====== Page excerpt ======
Second set of new device support, features and cleanup for the 4.3 cycle.
Take 2 also includes a fix set that was too late for the 4.2 cycle.

As we had a lot of tools and docs work in this set, I have broken those
out into their own categories in this description.

Fixes from the pull request '4th set of IIO fixes for the 4.2 cycle'.
* Poll functions for both event chardev and the buffer one were returning
  negative error codes (via a positive value).
* A recent change to lsiio adding some error handling that was wrong and
  stopped the tool working.
* bmg160 was missing some dependencies in Kconfig
* berlin2-adc had a misshandled register (wrote a value rather than a bitmap)

New device support
* TI opt3001 light sensor
* TXC PA12 ALS and proximity sensor.
* mcp3301 ADC support (in mcp320x driver)
====== Entries shown ======
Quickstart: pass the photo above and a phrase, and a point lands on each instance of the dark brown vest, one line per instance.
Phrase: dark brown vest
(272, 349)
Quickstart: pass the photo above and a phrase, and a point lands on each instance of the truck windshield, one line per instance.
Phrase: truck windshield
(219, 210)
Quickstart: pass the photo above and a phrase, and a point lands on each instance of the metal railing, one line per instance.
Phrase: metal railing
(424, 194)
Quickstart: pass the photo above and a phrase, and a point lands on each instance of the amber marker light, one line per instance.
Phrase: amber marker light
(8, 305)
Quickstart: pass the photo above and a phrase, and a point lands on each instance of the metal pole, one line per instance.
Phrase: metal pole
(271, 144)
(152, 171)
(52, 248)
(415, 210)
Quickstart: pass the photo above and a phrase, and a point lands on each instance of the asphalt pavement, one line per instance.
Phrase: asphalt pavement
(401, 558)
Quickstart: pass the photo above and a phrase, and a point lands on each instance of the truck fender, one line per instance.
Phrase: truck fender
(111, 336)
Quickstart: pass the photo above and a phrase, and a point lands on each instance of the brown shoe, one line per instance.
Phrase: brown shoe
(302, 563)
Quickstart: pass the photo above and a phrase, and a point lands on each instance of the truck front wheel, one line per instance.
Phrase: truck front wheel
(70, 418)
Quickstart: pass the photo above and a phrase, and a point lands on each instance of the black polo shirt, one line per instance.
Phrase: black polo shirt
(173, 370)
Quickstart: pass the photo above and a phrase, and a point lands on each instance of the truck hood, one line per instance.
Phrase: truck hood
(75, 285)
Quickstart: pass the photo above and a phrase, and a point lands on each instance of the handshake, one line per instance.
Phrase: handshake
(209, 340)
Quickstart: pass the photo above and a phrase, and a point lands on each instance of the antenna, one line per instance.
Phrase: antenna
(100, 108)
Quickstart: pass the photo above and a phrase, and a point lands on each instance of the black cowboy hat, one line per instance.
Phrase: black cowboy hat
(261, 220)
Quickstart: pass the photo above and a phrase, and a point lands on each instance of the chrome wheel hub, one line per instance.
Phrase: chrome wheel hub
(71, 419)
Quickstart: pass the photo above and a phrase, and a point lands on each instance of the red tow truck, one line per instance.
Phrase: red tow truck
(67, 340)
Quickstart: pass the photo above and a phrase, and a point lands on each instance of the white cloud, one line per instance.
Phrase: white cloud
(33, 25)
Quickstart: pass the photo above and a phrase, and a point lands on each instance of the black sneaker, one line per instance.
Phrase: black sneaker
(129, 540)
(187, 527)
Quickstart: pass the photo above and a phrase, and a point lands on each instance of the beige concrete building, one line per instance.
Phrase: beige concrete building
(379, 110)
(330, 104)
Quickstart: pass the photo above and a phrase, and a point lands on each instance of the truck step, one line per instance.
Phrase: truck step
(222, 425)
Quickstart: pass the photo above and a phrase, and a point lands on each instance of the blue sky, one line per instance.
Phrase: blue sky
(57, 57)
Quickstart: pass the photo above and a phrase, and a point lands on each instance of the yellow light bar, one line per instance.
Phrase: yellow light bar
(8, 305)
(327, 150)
======
====== Entries shown ======
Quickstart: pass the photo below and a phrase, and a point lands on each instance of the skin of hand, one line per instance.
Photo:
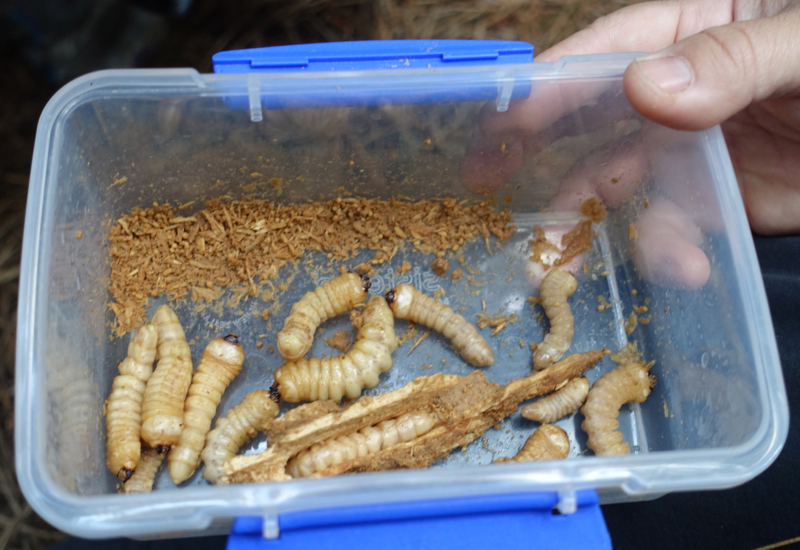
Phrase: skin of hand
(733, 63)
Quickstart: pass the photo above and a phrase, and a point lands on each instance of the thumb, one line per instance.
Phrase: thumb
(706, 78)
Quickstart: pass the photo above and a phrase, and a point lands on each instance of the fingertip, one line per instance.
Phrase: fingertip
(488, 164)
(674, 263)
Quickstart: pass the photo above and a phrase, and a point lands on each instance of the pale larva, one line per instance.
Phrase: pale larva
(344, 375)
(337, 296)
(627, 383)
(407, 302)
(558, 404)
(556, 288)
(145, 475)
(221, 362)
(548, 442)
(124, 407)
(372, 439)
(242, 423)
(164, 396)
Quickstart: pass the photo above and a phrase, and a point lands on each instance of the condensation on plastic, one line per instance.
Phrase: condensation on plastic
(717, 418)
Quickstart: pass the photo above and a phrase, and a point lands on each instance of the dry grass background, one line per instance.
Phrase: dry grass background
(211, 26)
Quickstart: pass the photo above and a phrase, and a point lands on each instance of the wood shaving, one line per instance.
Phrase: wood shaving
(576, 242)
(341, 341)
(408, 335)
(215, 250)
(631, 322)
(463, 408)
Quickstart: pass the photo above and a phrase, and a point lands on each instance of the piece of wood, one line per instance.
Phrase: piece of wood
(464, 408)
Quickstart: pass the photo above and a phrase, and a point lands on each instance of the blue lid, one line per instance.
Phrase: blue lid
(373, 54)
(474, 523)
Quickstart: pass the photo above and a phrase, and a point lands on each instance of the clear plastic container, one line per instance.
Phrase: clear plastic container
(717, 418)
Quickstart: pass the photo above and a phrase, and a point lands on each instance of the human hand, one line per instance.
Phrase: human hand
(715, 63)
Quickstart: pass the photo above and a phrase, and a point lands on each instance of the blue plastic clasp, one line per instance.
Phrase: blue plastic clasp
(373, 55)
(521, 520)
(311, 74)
======
§ Problem details: Continue the IIO pull request description from the point where it stops.

§ Answer for this exercise:
* ST lsm303agr accelerometer and magnetometer drivers (plus some st-sensors
  common support to allow different WHOAMI register addresses, devices with
  fixed scale and allow interrupt equiped magnetometers).
* ADIS16305, ADIS16367, ADIS16445IMUs (in the adis16400 driver)
* ADIS16266 gyro (in the adis16260 driver)
* ADIS16137 gyro (in the adis16136 driver)

New functionality
* mmc35240 DT bindings.
* Inverse unit conversion macros to aid handing of values written to sysfs
  attributes.

Core cleanup
* Forward declaration of struct iio_trigger to avoid a compile warning.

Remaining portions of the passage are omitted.